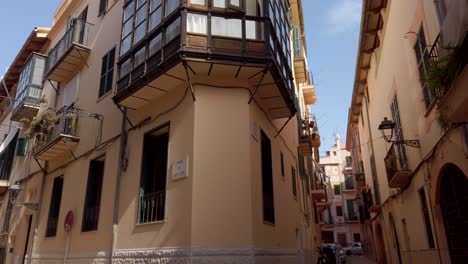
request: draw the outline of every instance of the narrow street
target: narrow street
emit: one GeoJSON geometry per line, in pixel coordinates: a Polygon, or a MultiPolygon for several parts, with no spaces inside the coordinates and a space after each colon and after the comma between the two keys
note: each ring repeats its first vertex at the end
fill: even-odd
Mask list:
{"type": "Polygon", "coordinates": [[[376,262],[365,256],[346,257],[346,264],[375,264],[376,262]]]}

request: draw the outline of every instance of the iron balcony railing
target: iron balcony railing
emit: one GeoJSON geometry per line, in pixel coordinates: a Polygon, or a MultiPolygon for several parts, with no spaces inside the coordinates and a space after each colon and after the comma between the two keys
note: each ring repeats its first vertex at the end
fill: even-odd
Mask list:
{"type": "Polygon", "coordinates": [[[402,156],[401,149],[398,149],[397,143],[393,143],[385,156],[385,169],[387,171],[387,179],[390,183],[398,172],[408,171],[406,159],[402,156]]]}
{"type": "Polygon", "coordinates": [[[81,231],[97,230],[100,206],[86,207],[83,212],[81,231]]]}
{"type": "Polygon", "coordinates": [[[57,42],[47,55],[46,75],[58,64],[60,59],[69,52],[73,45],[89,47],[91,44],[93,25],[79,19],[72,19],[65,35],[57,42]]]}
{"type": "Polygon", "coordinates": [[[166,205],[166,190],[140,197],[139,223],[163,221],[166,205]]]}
* * *
* _Task goal_
Rewrite all of the lines above, changing "iron balcony railing" to "metal balcony railing" and leaving everything else as it is. Omit the pictures from your answer.

* _Result of this exercise_
request: draw the outline of every instance of the narrow street
target: narrow street
emit: one GeoJSON geometry per line, in pixel coordinates: a Polygon, or a MultiPolygon for several parts, with no spaces inside the coordinates and a space after each colon and after the comma between the two keys
note: each ring repeats its first vertex at the end
fill: even-odd
Mask list:
{"type": "Polygon", "coordinates": [[[376,262],[365,256],[346,257],[346,264],[375,264],[376,262]]]}

request: draw the outline of every instance of the metal balcony railing
target: metal balcony railing
emit: one GeoJSON geometry per line, in pixel coordinates: a Polygon, or a MultiPolygon for several parts, with no spaces inside the coordinates and a space after each colon and after the comma between the two keys
note: each ring repeats its first vertex at the end
fill: even-odd
Mask list:
{"type": "Polygon", "coordinates": [[[402,156],[401,149],[398,149],[397,143],[393,143],[385,156],[385,169],[387,171],[387,179],[390,183],[398,172],[408,171],[406,159],[402,156]]]}
{"type": "Polygon", "coordinates": [[[81,231],[97,230],[100,206],[86,207],[83,212],[81,231]]]}
{"type": "Polygon", "coordinates": [[[57,42],[47,55],[46,75],[58,64],[60,59],[69,52],[73,45],[89,47],[91,44],[93,25],[79,19],[72,19],[65,35],[57,42]]]}
{"type": "Polygon", "coordinates": [[[166,205],[166,190],[140,197],[139,223],[163,221],[166,205]]]}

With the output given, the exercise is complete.